# [Instructions for the task]
Print the complete set of entries exactly.

# [Dataset excerpts]
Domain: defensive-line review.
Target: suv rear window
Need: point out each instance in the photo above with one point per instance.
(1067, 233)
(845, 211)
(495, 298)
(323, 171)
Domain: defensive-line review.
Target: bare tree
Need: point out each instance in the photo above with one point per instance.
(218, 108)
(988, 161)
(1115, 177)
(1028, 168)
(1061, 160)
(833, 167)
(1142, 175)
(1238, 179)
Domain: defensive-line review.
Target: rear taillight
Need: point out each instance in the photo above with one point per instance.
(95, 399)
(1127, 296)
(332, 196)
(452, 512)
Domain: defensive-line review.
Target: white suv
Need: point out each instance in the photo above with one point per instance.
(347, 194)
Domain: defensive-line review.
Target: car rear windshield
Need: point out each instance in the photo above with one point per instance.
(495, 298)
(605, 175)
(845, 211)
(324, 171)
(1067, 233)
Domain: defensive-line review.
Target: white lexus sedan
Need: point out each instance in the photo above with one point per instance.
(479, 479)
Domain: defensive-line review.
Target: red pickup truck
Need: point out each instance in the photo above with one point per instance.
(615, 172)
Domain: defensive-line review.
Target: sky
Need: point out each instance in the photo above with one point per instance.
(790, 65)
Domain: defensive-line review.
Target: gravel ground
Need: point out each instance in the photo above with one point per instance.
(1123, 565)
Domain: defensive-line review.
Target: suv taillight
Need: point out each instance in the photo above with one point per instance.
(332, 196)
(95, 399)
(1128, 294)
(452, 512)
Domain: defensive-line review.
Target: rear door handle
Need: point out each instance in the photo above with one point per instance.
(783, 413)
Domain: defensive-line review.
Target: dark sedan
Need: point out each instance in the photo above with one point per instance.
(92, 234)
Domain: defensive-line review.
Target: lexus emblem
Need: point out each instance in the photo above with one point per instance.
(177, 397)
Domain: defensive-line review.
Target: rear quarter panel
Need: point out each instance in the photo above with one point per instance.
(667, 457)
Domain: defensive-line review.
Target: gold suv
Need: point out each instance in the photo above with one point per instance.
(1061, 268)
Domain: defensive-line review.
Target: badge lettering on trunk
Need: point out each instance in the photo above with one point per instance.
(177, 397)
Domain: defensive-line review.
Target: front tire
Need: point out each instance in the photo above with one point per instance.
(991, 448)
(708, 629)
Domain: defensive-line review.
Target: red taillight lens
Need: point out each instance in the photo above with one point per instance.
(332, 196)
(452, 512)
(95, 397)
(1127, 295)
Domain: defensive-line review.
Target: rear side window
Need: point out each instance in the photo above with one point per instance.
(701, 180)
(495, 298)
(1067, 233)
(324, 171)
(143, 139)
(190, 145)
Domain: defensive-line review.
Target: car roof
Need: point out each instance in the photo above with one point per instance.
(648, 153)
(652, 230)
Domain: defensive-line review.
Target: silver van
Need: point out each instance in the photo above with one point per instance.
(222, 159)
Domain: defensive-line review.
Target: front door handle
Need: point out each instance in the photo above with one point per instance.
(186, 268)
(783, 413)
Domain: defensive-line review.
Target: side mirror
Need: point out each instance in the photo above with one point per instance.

# [Your response]
Domain: defensive-line review.
Target: suv rear window
Need: point out each instance in the photo above with one point per instance.
(1067, 233)
(845, 211)
(495, 298)
(323, 171)
Domain: defensive-line review.
Target: bare tree
Need: point out each instance in the photo above with one point per instance.
(218, 108)
(988, 161)
(1115, 177)
(1028, 168)
(1061, 160)
(833, 167)
(1142, 175)
(1238, 179)
Domain: defensive-line review.
Target: rear taillight
Need: point out each instance in the photo above with one point per instance.
(95, 399)
(1127, 296)
(332, 196)
(452, 512)
Domain: defensive-line review.
Target: white suv
Need: point out each instance in the photo above with one point per instance.
(347, 194)
Domain: defensive-line review.
Target: car rear windshield
Need: point out each instance in the photo above with one point per instance.
(495, 298)
(605, 175)
(845, 211)
(324, 171)
(1067, 233)
Domain: defensive-line review.
Target: white lexus sedan
Need: point out each instance in the photo above with one point per instance.
(479, 479)
Domain: defensive-line review.
Target: red pickup truck
Need: point out each instance in the photo above with one point per instance.
(615, 172)
Domain: defensive-line review.
Target: sky
Need: point out each instance in the photo above with one point per instance.
(790, 65)
Domain: defensive-line review.
Target: gravel ground
Need: point out each instance in the photo above with one point per instance.
(1123, 565)
Domain: defensive-line review.
Target: suv taillight
Need: point out each instance in the photo above with one point per instance.
(332, 196)
(95, 399)
(1128, 294)
(452, 512)
Domain: defensive-line review.
Target: rear door handle
Need: point out each instance in the photo above with one point per instance.
(783, 413)
Domain: defensive-line review.
Target: dark sedan
Need: point out each instance in the photo above with one point per instance.
(92, 234)
Domain: defensive-line review.
Target: lexus emblem
Need: point out each instance in the photo above with one point per instance.
(177, 397)
Domain: defensive-line review.
Target: rear quarter panel
Need: point out each instance in the photo above with one point per instance.
(667, 457)
Domain: defensive-line review.
Target: gold suv
Need: point out each instance in the photo above with one point per instance.
(1061, 268)
Domain: defensive-line review.
Target: badge lettering on trunk
Need: point out each instance in the photo above with one point per instance.
(177, 397)
Domain: defensive-line review.
Target: front tire
Need: point out each instance in the photo above with one point per instance.
(991, 448)
(708, 629)
Domain: defensive-line review.
Target: red taillight lens
Need: point out each instance in the photo above with one point per instance.
(332, 196)
(452, 512)
(95, 397)
(1127, 295)
Domain: defensive-line review.
Target: rear side window
Need: point out each instance in the photo above with one point per instance.
(701, 180)
(495, 298)
(1067, 233)
(324, 171)
(143, 139)
(190, 145)
Domain: defensive-line review.
Target: car roof
Need: point out each instance in the photo above with one point per instance.
(648, 153)
(652, 230)
Domain: defensive-line review.
Target: silver van
Need: point out each instance in the photo above with one point per instance.
(222, 159)
Domain: defensive-line review.
Target: front door handle
Need: point out each instance in the photo above with one point per instance.
(186, 268)
(783, 413)
Domain: defensive-line review.
Target: side mirror
Need: point out each instance in the photo above with one point per instance.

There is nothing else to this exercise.